> [WRITTEN INSTRUCTION]:
Return each line below that contains the string "mountain". Case counts.
[START]
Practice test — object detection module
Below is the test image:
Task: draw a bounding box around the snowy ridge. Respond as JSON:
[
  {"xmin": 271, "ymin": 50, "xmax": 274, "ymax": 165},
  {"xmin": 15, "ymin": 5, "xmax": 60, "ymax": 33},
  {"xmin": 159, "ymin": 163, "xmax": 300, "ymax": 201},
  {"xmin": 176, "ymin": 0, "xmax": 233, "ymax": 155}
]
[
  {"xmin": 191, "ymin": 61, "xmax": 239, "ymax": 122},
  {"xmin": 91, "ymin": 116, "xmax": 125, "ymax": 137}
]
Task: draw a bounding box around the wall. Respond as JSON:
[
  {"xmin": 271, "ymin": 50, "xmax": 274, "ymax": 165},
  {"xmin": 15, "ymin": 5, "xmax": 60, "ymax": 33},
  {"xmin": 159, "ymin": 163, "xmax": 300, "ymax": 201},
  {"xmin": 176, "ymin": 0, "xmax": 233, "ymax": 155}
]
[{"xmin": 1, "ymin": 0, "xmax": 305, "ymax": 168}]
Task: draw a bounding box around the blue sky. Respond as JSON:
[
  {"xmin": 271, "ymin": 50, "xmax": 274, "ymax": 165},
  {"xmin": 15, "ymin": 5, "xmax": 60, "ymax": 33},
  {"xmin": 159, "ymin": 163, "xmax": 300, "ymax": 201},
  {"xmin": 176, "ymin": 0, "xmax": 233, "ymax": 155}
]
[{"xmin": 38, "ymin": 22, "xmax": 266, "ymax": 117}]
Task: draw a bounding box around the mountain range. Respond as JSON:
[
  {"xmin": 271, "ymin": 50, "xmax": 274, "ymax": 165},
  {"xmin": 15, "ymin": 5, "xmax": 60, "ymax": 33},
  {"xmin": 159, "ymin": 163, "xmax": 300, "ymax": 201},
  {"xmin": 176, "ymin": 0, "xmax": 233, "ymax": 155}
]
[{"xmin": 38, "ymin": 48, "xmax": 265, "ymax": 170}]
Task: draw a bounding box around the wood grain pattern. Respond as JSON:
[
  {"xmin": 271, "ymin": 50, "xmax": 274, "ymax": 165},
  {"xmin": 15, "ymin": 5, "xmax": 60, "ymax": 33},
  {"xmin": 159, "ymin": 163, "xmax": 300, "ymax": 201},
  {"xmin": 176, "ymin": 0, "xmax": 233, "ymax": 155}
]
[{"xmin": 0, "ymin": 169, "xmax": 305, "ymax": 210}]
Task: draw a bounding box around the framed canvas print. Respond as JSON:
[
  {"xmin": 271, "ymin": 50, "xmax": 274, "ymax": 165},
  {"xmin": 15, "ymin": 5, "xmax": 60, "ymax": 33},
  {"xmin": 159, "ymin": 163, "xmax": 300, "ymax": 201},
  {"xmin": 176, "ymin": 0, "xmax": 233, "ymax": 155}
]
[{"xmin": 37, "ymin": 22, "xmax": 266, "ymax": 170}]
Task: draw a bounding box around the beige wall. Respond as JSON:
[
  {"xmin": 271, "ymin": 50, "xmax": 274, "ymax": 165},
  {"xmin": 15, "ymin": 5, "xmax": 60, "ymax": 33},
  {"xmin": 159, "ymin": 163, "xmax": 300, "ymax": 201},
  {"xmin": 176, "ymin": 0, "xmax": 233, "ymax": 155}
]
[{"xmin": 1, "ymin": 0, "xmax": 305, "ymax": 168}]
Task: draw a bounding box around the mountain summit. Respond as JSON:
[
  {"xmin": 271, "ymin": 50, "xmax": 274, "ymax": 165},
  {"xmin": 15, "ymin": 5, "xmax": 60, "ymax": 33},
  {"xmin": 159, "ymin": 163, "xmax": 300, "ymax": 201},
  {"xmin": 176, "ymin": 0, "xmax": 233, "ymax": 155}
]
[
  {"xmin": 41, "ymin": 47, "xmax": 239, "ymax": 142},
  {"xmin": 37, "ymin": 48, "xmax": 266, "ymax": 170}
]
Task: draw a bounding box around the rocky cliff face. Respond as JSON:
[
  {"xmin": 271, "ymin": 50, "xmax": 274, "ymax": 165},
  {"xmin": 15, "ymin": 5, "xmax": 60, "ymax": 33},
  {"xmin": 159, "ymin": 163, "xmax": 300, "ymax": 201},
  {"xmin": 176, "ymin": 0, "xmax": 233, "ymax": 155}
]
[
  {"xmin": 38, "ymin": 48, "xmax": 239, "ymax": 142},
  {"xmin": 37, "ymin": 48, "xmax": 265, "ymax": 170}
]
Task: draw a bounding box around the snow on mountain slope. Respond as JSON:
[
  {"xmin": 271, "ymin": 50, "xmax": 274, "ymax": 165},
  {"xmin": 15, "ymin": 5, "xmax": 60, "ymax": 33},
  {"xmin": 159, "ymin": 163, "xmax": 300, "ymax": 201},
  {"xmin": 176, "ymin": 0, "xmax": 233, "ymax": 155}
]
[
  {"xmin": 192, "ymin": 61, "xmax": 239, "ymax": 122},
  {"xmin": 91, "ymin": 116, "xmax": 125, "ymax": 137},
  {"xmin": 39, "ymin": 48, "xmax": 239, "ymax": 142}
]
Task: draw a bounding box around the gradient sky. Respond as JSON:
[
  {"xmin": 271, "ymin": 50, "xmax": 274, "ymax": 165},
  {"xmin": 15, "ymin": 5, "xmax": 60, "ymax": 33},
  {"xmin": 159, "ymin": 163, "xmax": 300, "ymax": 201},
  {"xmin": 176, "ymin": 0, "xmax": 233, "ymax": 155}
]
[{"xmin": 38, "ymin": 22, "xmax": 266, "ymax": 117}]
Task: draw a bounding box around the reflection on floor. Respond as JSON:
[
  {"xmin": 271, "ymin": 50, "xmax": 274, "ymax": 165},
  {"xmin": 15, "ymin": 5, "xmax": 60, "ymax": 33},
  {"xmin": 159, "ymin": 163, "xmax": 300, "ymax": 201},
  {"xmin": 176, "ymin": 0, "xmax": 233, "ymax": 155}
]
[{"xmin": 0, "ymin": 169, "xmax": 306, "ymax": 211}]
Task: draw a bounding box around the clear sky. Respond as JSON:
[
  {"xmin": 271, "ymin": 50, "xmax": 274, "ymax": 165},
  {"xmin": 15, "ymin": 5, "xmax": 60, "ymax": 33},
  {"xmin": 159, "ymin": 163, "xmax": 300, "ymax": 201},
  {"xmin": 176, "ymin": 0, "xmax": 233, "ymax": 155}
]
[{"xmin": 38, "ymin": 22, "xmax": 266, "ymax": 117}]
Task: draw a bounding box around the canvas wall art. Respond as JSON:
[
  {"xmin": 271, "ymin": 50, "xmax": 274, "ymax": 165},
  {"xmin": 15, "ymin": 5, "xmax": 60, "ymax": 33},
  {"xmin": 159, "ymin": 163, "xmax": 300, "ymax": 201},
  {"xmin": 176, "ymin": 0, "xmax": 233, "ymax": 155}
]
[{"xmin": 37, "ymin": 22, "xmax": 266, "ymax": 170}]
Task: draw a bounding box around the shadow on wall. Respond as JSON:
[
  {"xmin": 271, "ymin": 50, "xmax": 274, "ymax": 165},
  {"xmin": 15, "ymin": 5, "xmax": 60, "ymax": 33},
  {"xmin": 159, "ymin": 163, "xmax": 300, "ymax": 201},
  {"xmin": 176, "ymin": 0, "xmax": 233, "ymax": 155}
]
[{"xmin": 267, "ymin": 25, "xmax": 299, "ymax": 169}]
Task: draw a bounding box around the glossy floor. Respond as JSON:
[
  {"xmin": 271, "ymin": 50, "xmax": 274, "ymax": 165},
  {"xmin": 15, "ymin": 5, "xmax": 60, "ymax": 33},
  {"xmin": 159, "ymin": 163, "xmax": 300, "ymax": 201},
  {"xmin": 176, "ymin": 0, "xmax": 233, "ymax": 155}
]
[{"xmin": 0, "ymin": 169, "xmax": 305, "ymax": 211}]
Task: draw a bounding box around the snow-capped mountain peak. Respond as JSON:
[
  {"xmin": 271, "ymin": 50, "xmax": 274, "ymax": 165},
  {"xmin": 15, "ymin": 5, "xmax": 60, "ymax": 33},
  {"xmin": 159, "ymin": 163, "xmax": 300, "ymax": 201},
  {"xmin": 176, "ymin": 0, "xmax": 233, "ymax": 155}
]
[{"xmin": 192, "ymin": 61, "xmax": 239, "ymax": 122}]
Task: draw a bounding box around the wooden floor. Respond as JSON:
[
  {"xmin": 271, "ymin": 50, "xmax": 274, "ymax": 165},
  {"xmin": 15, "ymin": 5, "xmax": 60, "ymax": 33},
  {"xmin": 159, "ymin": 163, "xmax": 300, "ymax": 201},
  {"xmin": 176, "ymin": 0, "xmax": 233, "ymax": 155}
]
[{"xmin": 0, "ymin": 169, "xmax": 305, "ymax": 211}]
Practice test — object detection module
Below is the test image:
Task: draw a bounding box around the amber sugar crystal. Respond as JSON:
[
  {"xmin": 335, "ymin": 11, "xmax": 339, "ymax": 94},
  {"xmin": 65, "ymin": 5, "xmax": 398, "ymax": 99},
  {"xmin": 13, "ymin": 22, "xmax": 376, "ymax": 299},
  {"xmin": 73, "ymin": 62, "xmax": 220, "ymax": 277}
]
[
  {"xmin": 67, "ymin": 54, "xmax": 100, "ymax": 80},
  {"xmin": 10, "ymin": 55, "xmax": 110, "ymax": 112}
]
[END]
[START]
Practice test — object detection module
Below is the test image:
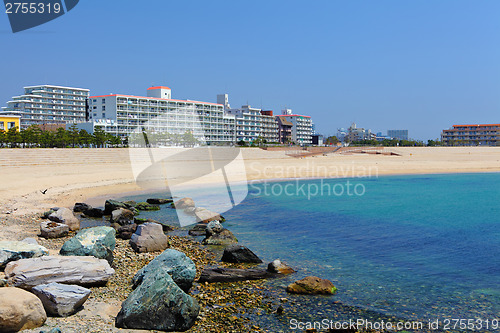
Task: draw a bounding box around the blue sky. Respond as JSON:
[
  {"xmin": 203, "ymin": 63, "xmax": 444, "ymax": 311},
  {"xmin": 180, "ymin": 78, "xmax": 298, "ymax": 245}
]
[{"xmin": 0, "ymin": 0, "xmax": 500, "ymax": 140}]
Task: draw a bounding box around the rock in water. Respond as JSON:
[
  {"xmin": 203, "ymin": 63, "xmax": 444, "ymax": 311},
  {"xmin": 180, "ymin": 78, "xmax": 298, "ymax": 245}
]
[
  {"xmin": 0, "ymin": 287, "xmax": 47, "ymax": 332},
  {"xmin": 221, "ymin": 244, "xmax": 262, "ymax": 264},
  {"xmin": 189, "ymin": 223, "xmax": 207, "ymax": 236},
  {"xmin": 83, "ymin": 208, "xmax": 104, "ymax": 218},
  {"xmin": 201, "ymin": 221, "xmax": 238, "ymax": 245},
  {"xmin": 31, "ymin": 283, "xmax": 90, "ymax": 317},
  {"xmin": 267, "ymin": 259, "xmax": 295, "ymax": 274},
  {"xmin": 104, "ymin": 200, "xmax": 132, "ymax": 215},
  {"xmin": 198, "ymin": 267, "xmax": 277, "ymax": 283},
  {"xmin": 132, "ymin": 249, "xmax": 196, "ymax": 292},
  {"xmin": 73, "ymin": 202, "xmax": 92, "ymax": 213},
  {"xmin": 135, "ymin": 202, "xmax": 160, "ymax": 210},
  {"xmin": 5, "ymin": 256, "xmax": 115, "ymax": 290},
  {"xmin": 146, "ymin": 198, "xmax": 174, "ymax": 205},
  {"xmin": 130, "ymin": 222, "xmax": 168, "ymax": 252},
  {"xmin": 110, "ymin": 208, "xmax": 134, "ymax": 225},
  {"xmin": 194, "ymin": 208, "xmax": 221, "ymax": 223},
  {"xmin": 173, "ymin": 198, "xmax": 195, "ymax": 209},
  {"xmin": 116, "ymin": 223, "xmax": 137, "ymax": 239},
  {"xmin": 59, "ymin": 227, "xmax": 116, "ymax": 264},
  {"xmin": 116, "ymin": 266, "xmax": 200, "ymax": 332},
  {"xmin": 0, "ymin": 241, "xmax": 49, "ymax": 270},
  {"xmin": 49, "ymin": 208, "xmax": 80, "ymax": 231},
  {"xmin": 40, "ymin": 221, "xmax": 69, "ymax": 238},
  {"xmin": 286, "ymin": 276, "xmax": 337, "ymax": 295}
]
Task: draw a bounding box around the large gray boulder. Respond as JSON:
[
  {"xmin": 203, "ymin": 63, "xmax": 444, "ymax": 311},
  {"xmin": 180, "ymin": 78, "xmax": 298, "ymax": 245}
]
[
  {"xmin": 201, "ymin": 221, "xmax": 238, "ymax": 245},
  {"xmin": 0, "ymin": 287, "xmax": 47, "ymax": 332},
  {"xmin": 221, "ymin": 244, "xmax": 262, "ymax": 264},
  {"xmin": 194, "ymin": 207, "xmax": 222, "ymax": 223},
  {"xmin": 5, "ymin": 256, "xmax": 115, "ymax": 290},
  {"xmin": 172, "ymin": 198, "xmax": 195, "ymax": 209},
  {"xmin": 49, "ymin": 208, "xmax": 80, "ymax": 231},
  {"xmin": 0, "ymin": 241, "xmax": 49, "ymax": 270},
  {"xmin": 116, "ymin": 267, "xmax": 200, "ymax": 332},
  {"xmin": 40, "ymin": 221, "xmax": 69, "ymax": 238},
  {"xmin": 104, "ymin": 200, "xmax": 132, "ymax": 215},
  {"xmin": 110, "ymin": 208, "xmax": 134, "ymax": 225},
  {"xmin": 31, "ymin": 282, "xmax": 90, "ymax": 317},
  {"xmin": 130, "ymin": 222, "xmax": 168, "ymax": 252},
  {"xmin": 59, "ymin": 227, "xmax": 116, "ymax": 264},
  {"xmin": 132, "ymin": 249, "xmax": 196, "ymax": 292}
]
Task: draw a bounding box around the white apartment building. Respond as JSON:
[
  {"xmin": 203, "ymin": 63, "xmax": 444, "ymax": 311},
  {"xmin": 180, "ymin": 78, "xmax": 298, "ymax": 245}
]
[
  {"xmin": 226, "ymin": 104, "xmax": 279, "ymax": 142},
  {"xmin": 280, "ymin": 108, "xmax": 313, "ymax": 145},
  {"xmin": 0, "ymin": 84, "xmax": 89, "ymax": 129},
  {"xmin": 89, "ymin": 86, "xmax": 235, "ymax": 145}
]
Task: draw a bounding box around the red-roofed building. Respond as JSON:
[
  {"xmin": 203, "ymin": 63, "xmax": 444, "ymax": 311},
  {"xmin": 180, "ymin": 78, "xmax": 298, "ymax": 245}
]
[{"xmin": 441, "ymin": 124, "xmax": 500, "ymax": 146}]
[END]
> [COMPLETED TASK]:
Task: draw a bounding box around the mountain range. Respond as JSON:
Task: draw a bounding box around the mountain summit. Respond as JSON:
Task: draw a bounding box around the snow on mountain slope. Respond as JSON:
Task: draw a bounding box around the snow-capped mountain peak. Respond as JSON:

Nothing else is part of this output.